Directive: Report each line below that contains the string "trace", copying every such line in full. Case counts.

-------- Supplied entries --------

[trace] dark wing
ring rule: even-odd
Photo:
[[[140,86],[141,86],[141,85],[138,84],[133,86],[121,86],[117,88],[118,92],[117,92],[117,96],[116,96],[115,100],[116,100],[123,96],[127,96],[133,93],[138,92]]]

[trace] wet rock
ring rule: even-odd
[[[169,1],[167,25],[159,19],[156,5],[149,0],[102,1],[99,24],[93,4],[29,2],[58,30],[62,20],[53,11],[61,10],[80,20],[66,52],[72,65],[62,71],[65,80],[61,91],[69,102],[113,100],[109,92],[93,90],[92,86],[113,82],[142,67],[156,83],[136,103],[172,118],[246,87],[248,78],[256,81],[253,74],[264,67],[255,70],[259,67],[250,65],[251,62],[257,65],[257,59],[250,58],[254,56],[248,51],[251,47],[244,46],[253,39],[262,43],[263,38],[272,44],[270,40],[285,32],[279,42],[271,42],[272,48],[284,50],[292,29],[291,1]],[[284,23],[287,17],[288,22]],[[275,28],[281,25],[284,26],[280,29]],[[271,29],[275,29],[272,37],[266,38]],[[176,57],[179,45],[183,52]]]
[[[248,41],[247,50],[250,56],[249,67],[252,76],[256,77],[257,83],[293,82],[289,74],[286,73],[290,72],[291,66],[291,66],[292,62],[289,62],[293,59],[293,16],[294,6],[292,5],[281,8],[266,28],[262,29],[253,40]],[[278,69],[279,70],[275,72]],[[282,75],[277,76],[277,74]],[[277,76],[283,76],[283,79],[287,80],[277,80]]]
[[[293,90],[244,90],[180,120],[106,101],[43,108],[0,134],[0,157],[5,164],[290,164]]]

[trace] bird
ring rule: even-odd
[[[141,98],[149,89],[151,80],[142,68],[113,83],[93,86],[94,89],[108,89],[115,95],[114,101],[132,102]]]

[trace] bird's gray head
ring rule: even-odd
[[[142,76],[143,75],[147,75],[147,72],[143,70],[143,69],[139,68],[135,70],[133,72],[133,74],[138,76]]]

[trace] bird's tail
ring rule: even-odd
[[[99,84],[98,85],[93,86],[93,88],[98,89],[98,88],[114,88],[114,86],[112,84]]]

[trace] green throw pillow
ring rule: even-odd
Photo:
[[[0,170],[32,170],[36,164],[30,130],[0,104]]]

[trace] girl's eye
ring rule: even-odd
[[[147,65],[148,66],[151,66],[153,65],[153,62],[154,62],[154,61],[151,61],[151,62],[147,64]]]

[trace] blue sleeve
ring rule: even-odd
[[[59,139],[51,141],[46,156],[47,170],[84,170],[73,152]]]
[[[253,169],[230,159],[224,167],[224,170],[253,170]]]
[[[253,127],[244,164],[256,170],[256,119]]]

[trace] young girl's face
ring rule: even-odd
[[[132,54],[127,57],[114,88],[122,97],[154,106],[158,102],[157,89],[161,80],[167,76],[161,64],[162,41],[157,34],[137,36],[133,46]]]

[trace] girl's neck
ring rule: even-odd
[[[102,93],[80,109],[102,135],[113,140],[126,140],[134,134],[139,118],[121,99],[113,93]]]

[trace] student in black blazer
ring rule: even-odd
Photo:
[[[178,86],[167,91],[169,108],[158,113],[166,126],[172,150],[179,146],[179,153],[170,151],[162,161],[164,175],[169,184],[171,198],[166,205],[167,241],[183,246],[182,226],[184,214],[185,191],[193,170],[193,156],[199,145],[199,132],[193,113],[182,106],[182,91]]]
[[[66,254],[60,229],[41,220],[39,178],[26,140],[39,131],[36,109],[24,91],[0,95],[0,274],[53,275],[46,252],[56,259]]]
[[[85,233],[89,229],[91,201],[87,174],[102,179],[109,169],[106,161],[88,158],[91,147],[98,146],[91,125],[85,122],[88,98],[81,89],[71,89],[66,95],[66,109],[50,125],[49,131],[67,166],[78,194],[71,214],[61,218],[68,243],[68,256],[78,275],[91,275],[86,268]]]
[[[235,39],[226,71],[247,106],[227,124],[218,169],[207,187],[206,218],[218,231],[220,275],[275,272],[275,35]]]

--------

Response to the exercise:
[trace] dark wing
[trace] wet rock
[trace] bird
[trace] bird's gray head
[trace] bird's tail
[trace] green throw pillow
[trace] girl's eye
[trace] blue sleeve
[trace] young girl's face
[trace] girl's neck
[trace] student in black blazer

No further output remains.